Picture shape labeling items:
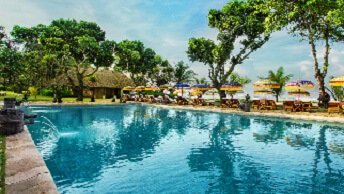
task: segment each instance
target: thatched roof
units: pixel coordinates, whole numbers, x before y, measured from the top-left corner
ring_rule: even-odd
[[[91,73],[93,69],[88,69],[85,74]],[[69,76],[73,79],[74,84],[78,86],[76,74],[73,71],[68,72]],[[59,81],[64,82],[66,85],[71,85],[66,76]],[[84,86],[91,88],[124,88],[125,86],[135,86],[134,82],[125,76],[123,73],[112,70],[98,70],[90,77],[84,78]]]

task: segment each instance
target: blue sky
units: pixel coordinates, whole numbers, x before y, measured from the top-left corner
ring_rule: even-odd
[[[188,39],[216,39],[216,30],[207,25],[211,8],[221,8],[228,0],[0,0],[0,25],[32,26],[48,24],[57,18],[94,21],[109,39],[141,40],[172,64],[184,60],[200,76],[207,76],[207,67],[188,61],[185,53]],[[318,48],[322,53],[321,45]],[[344,74],[344,46],[333,45],[329,75]],[[313,80],[313,66],[307,42],[300,42],[286,32],[272,34],[268,43],[253,53],[235,71],[256,81],[268,70],[283,66],[294,78]]]

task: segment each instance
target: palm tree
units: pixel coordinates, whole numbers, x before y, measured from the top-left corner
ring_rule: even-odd
[[[174,81],[177,83],[191,82],[195,75],[196,73],[183,61],[179,61],[174,69]]]
[[[205,77],[202,77],[202,78],[195,77],[195,83],[196,84],[209,84],[209,82],[207,81],[207,78]]]
[[[238,82],[241,85],[246,85],[251,83],[251,79],[248,77],[243,77],[240,76],[238,73],[231,73],[231,75],[229,76],[229,82]]]
[[[280,88],[272,89],[273,93],[276,96],[276,102],[278,102],[278,97],[282,94],[282,89],[287,81],[293,77],[293,74],[284,74],[283,67],[279,67],[276,72],[272,70],[269,71],[267,79],[270,81],[277,82],[280,85]]]

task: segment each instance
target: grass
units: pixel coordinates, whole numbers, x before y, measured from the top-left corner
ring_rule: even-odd
[[[6,138],[0,135],[0,194],[5,193],[5,149],[6,149]]]

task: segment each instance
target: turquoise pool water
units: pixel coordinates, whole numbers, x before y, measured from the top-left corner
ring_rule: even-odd
[[[30,107],[61,193],[343,193],[344,128],[142,105]]]

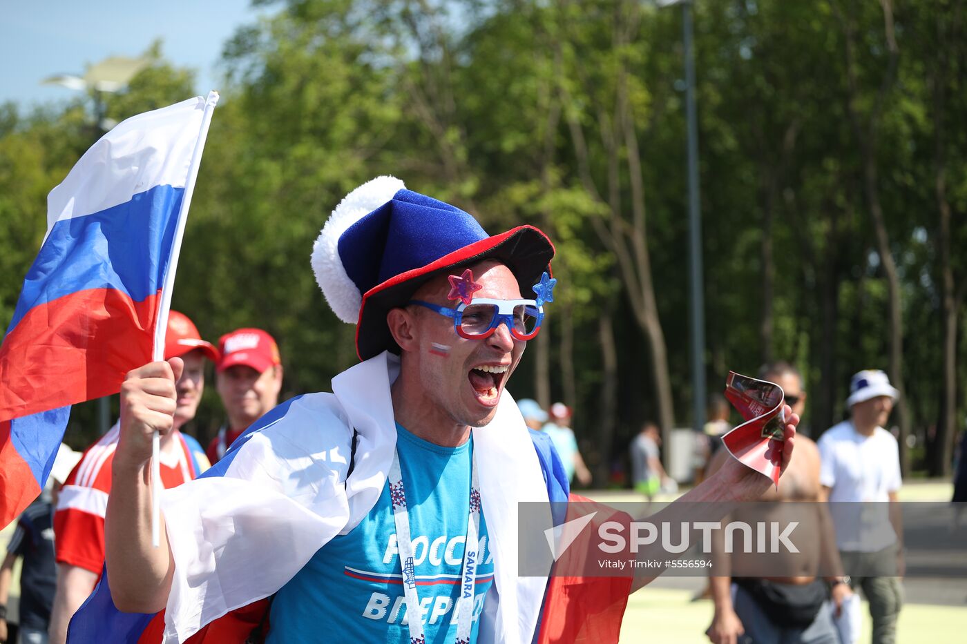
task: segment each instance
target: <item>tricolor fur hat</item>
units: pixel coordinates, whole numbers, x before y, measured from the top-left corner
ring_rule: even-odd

OBJECTIVE:
Which lines in the listing above contain the string "target"? Copy out each of those lines in full.

TASK SOLUTION:
target: thatched roof
target: blue sky
target: palm tree
target: grass
target: turquoise pool water
target: <item>tricolor fur hat</item>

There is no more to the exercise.